■ Passage given
________

The Grizzly one-shot lubrication is only for the ways on the knee.    The quill has a separate manual lubrication point.   Grizzly even provided the plastic oil can.   I have this oil can.

The oiler is on the left of the quill handle in this picture.   A Gits style oiler.   Flip the top up then apply some oil.

This picture shows my link belt with the auxiliary pulley removed.

I have two magnetic hooks on the side of the casting to hold the wrench for the spindle (19mm) and clamping nuts (17mm).


----------



## MikeInOr

I must have remembered the model or even the manufacture incorrectly.  The oiler not lubing the spindle just stuck out in my mind as something concerning.

She made it home in good shape!





I got 1 shot before the battery in my camera died.  I will have to add more pictures later.


----------



## Z2V

Looks good Mike. 
I have the Enco 8 x 30 version of yours. It’s a perfect fit for my garage shop.
A DRO would be a nice addition for your machine along with the VFD down the road. 

I picked up this drill chuck, I really like it so far.


----------



## MikeInOr

I scored a Rohm 1/32 - 1/2" and a Rohm 0 - 3/8" keyless chucks on ebay yesterday at $58 for the pair.  I will have to order a couple arbors for them but I think they will be a good start.


----------



## Dave Paine

The Rohm chucks should be a good start if they are in good condition.   

I forgot to mention earlier, if you need to replace the belts and they were made by "First Rope" do not trust the code on the belt to be the same as a US brand belt.  Measure the length.

My mill had the original belts and they were in dire need of replacement, the outer fabric had worn off or was coming off.   They were made by First Rope.   The code was B-35.  I wanted to replace the solid belt with a cogged belt so I purchased a BX-35 belt.   I foolishly did not measure.   When the belt arrived it was too big.


----------



## MikeInOr

What size parallels?

I have a cart started on the Shars sight:
R8 collet set 1/8" to 3/4" + 1"
3/16" to 3/4" TIN end mill set
5/8" shank for 1/32 - 1/2" chuck
1/2" shank for 0 - 3/8" chuck
Edge Center finder set
Small fly cutter set

*Parallels are more expensive than I had expected!  I have no clue what size parallels set to get?  1/32" set and a 1/4" set?  Or look for a adjustable set on ebay?

________

Excerpt from a dataset:
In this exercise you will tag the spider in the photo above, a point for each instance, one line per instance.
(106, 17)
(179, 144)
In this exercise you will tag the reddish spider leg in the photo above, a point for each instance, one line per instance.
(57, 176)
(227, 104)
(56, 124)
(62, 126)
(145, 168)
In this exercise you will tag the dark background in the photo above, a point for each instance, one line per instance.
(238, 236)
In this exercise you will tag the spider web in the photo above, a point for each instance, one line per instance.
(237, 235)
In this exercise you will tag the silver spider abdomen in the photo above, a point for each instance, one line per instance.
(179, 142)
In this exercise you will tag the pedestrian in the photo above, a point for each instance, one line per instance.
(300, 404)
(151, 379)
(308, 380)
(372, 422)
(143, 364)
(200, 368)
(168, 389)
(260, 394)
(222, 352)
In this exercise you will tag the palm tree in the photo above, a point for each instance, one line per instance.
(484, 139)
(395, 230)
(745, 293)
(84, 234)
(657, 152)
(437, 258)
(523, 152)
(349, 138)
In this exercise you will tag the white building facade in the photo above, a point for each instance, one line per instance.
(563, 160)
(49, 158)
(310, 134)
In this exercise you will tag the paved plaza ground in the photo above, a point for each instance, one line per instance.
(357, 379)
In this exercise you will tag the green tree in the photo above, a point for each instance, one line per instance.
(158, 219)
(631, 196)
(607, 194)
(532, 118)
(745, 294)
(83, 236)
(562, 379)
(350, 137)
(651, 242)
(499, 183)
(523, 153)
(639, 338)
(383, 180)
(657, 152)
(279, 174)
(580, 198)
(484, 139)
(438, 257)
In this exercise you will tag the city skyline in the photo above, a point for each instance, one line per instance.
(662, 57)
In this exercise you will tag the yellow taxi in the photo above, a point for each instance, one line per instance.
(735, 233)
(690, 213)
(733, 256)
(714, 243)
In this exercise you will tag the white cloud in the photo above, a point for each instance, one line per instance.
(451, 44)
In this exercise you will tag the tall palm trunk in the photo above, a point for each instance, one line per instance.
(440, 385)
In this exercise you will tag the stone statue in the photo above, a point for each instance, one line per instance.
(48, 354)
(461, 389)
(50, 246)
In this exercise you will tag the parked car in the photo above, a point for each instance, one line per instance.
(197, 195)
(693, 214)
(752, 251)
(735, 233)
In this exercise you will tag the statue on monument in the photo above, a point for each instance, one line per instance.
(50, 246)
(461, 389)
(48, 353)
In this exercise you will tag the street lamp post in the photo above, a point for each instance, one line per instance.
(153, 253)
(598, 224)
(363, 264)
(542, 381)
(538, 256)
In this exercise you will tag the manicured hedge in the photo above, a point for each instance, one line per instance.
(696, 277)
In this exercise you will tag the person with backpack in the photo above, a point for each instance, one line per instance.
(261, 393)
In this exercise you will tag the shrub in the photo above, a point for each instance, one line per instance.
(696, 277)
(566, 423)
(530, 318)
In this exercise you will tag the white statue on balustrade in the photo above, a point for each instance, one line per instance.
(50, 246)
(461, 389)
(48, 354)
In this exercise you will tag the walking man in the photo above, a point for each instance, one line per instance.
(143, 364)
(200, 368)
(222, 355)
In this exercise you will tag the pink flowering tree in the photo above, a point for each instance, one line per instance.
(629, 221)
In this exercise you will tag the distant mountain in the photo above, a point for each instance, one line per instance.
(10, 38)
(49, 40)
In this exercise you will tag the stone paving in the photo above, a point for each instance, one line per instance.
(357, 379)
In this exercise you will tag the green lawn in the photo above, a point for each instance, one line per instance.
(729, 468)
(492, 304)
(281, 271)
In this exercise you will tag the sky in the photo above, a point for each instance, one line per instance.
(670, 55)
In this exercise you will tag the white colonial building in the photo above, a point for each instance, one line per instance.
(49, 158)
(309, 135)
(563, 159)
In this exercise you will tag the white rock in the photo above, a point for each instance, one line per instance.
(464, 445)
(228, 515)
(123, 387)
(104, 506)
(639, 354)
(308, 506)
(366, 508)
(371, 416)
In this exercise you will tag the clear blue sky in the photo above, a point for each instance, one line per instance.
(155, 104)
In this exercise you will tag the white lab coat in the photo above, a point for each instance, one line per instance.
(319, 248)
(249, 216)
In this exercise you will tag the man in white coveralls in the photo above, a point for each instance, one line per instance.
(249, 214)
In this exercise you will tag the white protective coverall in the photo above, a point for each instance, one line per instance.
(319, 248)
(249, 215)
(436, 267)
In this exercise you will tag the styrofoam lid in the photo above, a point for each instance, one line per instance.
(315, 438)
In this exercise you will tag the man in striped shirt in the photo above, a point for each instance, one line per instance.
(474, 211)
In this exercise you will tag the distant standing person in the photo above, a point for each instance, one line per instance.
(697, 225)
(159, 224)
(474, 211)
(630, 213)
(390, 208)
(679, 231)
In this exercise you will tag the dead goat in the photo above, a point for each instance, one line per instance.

________

■ Exercises
- a) Reproduce everything in the milling machine thread from "The Rohm chucks" down to "What size parallels?".
- b) In the milling machine thread, how much did MikeInOr pay for the two Rohm keyless chucks?

■ Solved tasks
- a)
The Rohm chucks should be a good start if they are in good condition.   

I forgot to mention earlier, if you need to replace the belts and they were made by "First Rope" do not trust the code on the belt to be the same as a US brand belt.  Measure the length.

My mill had the original belts and they were in dire need of replacement, the outer fabric had worn off or was coming off.   They were made by First Rope.   The code was B-35.  I wanted to replace the solid belt with a cogged belt so I purchased a BX-35 belt.   I foolishly did not measure.   When the belt arrived it was too big.


----------



## MikeInOr

What size parallels?

- b) $58 for the pair.